[Stored items from a collection]
----------------------------------------

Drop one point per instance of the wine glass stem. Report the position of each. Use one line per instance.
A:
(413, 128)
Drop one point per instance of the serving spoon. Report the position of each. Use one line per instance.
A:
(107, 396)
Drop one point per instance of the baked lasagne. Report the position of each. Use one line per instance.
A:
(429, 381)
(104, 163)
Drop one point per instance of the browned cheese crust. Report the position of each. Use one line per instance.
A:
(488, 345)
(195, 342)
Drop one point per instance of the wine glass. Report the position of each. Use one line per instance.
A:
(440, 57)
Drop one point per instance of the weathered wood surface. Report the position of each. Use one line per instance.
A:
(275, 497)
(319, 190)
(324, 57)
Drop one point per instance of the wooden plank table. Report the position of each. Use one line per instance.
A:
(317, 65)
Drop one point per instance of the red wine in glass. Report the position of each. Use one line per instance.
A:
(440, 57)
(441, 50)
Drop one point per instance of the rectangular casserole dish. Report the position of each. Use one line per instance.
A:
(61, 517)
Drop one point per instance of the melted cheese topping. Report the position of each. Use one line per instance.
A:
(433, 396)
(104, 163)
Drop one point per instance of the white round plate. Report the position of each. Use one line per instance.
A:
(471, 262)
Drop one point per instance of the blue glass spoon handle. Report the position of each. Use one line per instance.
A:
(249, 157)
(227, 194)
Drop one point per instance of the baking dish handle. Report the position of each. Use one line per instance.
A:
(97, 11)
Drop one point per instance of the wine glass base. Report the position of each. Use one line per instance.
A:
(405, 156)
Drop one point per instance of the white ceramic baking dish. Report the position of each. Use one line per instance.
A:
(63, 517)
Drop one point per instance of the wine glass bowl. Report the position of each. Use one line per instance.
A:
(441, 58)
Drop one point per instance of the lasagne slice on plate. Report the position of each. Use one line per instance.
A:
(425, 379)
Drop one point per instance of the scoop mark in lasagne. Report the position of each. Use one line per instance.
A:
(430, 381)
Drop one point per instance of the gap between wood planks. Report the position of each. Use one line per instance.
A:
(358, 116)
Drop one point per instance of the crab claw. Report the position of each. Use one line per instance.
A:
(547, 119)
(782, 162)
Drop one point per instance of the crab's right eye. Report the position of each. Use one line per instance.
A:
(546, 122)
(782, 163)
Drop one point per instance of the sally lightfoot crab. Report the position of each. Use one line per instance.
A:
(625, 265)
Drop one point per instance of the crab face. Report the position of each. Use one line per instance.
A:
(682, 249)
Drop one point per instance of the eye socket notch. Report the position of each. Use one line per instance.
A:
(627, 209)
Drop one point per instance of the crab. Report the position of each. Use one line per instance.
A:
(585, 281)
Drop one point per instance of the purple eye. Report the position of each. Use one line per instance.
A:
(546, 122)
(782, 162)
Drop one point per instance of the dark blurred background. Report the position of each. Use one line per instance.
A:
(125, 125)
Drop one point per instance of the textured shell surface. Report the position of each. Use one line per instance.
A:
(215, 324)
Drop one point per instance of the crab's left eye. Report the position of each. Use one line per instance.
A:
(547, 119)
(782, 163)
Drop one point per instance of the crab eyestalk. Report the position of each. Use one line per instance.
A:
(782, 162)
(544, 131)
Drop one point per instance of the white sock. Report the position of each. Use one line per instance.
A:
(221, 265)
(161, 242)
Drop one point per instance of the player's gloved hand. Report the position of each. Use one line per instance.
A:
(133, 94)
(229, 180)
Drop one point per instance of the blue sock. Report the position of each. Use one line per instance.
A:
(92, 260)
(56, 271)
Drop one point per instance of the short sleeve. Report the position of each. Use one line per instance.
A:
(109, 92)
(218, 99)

----------------------------------------

EXERCISE BRIEF: Show me every line of the entries above that holds "dish".

SOLUTION TO THIS PROBLEM:
Drop one point per instance of the rectangular casserole dish. Report the position of each. Use one line per instance.
Drop one point per instance of the baking dish handle. Report the position of each. Use one line per instance.
Drop one point per instance of the white ceramic baking dish. Report the position of each. Use one line per instance.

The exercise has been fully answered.